_Exercises to complete_:
**1)** According to the description of the book on Henry VIII's forts, how many stone forts did Henry begin building?
**2)** Decide whether each statement below agrees with the description of the book on Henry VIII's forts, answering yes or no and quoting the words that settle it. (a) Most of the building was funded with wealth taken from the monasteries. (b) The book places heavy emphasis on archeology. (c) Henry modernized existing fortresses from Hull to Milford Haven.

_Article_:
____

In the last years of his reign Henry VIII needed a radically modern system of defense to protect England and its newly Protestant Church. Anticipating a foreign onslaught from Catholic Europe after his split from Rome, Henry energetically began the construction of more than 20 stone forts to protect England's major ports and estuaries, whilst modernizing existing fortresses from Hull to Milford Haven. The majority of this was paid for with his new-found fortune plundered from the monasteries, allowing Henry to employ a strong workforce well supplied with materials.
Aided by excellent full-color illustrations and a range of photographs and diagrams, Peter Harrington explores the departure from artillery-vulnerable medieval castle designs to the low, sturdy stone fortresses inspired by European ideas. He explains the scientific care taken to select sites for these castles, and the transition from medieval to modern in this final surge of English castle construction. With many of these fortifications still standing today, this is an ideal book for fortification enthusiasts and tourists alike.
"Perhaps because the extant remains and the written documentation for these castles are more extensive, this book does not emphasize archeology, instead concentrating on the narrative story. The book is so well writeen that the result is one of the most enjoyable books in this series. I unreservedly recommend this book to anyone." -Bolling Smith, The Coast Defense Journal (November 2007)

____

(Some records)
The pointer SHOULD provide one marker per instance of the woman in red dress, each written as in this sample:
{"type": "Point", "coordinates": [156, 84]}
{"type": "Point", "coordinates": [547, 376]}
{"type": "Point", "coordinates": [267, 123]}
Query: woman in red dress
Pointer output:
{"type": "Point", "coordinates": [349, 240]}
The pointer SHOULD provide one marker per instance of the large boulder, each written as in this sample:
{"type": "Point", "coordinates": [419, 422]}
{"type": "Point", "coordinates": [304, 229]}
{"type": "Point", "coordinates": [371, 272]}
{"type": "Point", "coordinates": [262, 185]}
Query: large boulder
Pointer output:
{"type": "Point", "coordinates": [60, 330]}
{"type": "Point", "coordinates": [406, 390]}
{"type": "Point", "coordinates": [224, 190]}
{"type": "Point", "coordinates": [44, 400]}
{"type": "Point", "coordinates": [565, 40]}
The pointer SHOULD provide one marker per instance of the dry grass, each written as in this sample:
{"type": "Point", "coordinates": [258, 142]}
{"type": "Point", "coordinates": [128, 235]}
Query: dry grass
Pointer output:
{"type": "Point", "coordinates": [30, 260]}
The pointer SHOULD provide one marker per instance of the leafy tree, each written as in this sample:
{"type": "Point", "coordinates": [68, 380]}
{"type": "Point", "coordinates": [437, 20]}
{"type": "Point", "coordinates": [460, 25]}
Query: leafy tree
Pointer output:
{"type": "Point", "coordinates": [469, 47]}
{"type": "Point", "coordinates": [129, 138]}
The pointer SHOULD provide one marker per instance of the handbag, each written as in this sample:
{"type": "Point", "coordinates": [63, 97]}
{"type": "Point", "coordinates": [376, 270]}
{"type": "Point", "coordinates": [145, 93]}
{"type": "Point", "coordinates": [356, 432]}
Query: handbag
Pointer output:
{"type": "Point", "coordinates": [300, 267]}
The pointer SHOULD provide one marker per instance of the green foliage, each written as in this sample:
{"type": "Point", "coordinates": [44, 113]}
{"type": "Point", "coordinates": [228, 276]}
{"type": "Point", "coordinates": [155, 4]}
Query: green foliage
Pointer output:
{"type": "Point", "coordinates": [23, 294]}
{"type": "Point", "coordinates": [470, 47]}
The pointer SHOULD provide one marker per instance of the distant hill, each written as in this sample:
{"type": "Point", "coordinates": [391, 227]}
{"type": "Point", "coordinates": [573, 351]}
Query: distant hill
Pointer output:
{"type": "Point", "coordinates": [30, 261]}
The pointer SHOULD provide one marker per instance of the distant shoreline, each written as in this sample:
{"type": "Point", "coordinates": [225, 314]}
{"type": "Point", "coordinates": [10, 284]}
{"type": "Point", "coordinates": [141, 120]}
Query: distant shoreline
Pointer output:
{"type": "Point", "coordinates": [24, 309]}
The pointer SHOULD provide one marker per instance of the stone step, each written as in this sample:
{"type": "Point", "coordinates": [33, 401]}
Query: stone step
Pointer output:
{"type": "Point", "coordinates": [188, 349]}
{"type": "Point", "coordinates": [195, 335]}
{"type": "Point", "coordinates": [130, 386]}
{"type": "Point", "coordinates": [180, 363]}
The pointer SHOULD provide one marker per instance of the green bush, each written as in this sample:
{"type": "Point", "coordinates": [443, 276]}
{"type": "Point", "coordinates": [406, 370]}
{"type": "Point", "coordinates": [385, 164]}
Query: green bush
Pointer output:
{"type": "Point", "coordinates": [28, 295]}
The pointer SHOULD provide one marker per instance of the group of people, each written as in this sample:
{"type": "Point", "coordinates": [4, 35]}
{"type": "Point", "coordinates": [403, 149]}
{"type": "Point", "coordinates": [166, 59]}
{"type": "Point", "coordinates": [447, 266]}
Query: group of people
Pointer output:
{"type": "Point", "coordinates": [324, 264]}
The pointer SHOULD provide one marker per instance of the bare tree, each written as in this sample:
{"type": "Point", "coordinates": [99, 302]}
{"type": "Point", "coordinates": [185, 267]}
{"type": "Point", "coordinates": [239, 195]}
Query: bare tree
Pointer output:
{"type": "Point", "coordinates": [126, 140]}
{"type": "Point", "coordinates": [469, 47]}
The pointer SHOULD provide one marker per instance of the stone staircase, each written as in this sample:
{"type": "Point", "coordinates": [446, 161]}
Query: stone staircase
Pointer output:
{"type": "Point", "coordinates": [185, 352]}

____

_The responses_:
**1)** More than 20 stone forts.

**2)**
(a) Yes: "The majority of this was paid for with his new-found fortune plundered from the monasteries"
(b) No: "this book does not emphasize archeology, instead concentrating on the narrative story"
(c) Yes: "whilst modernizing existing fortresses from Hull to Milford Haven"